ACTIVITY: Starting at the line that contains "Target: stone base slab", return every line down to the end of the records below, exactly as written.

::: RECORD EXCERPTS

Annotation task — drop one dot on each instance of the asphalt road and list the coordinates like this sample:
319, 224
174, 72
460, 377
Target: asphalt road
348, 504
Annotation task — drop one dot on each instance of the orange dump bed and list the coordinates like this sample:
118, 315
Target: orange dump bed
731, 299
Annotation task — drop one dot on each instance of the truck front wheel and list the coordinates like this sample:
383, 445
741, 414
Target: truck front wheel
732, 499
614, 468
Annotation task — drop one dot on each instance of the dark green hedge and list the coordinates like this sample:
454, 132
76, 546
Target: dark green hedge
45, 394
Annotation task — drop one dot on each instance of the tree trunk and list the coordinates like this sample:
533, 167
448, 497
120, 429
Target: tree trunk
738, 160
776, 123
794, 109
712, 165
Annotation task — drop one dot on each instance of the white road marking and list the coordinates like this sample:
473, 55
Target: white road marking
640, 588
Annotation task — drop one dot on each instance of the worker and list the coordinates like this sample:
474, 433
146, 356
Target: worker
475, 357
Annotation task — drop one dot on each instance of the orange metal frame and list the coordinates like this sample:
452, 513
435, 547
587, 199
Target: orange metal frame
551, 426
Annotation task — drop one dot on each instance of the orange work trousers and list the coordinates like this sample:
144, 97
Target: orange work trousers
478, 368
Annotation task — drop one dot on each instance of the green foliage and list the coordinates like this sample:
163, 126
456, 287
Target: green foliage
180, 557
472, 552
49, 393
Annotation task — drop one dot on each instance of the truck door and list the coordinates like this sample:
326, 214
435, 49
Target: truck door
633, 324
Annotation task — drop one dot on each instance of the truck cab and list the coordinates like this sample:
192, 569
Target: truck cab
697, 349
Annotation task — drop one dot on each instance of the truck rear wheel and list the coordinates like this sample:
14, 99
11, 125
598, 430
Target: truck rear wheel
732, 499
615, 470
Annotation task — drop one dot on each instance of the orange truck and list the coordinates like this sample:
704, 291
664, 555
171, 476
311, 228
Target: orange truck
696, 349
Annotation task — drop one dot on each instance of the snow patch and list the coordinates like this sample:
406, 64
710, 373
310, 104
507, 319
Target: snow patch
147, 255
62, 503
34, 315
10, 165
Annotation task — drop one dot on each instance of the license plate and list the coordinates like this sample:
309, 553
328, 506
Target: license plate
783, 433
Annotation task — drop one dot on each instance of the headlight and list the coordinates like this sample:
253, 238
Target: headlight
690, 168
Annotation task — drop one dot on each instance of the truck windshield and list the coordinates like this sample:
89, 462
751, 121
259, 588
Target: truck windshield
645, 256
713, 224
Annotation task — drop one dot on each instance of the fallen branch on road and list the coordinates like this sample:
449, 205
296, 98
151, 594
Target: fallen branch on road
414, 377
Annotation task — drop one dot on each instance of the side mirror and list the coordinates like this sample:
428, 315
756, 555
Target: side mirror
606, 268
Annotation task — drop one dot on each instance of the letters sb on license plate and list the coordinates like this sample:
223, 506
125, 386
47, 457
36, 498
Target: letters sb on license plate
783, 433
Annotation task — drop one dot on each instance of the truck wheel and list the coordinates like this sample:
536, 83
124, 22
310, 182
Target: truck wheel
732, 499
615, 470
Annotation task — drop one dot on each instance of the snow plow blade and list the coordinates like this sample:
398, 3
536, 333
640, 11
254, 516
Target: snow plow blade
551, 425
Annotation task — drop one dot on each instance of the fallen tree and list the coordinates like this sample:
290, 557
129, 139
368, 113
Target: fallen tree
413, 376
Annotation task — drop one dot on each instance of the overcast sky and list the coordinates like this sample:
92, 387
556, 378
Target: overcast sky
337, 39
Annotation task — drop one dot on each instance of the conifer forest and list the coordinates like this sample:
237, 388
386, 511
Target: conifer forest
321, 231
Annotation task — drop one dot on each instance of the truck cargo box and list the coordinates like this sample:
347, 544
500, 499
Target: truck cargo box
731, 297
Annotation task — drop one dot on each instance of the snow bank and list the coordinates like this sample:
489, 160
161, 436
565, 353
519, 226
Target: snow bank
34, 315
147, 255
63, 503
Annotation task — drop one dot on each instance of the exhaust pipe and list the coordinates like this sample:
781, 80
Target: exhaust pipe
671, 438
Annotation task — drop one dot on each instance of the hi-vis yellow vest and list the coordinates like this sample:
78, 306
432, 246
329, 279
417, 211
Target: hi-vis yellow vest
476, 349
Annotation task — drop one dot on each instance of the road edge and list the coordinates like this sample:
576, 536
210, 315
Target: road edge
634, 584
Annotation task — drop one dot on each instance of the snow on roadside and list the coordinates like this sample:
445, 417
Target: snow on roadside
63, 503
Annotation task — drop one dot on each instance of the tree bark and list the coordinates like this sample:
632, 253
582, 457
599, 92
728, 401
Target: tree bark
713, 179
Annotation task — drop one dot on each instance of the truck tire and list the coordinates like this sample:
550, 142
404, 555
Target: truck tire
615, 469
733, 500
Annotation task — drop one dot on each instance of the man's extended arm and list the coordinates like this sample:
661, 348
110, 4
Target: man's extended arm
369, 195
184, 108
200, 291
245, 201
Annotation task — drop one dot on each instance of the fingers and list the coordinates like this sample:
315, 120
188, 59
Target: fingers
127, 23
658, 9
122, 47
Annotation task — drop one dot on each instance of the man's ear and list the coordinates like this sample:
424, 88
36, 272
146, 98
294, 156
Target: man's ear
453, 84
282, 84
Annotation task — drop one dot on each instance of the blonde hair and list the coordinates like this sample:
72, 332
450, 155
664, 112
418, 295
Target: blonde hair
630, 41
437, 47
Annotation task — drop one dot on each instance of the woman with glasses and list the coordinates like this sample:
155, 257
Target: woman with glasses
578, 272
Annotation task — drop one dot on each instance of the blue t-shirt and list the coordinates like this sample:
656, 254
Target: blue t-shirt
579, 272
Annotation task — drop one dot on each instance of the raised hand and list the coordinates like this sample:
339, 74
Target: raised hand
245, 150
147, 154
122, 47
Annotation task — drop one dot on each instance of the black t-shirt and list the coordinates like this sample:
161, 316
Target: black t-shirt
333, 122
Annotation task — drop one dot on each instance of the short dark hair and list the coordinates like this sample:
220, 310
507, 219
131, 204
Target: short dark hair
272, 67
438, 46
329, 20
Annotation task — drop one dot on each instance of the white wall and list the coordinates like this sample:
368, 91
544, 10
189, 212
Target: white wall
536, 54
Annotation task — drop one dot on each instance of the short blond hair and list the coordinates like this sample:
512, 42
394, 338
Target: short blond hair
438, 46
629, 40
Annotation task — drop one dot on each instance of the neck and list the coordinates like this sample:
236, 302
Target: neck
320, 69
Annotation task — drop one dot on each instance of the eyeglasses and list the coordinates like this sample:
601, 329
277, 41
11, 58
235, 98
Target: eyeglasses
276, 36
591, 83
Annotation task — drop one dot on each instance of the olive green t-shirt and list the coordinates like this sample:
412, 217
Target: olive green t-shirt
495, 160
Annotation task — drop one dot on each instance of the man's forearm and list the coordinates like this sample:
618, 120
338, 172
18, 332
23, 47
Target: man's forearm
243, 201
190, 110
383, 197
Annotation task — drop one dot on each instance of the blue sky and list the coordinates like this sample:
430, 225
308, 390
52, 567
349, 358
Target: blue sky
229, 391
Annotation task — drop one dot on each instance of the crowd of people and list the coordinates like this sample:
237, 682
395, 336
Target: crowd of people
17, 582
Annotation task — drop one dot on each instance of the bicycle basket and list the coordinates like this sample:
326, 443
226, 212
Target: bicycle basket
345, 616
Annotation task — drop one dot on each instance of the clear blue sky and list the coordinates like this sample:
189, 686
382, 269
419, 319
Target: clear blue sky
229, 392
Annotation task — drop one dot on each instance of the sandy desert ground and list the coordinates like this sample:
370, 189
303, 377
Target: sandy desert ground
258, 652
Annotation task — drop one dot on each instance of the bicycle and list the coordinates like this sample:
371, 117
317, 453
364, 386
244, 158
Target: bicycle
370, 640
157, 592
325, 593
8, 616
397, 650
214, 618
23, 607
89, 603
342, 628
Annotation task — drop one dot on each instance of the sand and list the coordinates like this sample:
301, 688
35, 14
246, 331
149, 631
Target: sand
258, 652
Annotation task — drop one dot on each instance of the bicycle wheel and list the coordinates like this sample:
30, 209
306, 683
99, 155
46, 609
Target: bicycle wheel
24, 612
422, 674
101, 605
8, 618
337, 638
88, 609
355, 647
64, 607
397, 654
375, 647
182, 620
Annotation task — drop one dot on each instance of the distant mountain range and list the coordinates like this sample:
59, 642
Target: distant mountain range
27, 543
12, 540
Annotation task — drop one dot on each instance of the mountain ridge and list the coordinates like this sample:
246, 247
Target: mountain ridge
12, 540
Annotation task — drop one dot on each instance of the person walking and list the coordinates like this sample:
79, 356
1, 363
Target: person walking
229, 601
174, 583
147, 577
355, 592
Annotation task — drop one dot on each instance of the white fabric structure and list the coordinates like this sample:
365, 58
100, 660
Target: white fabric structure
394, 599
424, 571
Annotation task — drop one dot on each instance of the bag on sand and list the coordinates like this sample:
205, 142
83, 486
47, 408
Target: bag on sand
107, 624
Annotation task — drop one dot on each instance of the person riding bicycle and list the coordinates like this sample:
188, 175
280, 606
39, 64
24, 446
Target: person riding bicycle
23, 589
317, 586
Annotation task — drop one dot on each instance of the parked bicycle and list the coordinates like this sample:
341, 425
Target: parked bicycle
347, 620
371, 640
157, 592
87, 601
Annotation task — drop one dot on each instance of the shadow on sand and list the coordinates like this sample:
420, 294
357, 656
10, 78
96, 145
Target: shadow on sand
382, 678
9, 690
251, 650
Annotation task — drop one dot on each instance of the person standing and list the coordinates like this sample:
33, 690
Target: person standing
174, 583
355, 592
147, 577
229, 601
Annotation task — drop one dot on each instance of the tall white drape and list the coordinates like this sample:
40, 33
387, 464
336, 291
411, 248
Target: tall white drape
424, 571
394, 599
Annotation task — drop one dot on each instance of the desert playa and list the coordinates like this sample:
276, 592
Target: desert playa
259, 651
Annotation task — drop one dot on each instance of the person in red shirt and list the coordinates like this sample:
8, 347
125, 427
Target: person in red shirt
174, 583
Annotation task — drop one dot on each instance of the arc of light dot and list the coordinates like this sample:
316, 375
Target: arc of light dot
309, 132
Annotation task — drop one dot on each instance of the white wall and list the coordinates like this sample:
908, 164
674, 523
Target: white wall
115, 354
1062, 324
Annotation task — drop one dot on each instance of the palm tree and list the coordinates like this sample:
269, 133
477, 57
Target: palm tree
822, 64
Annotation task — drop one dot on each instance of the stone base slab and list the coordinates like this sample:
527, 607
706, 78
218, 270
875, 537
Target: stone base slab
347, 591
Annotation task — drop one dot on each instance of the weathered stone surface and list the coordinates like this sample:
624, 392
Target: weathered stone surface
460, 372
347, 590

::::::

EXPECTED OUTPUT:
Target: stone base slab
347, 591
Annotation task — drop one dot on each instance of the weathered stone surface and list the coordinates like this sample:
624, 392
Target: weathered stone surface
460, 372
347, 590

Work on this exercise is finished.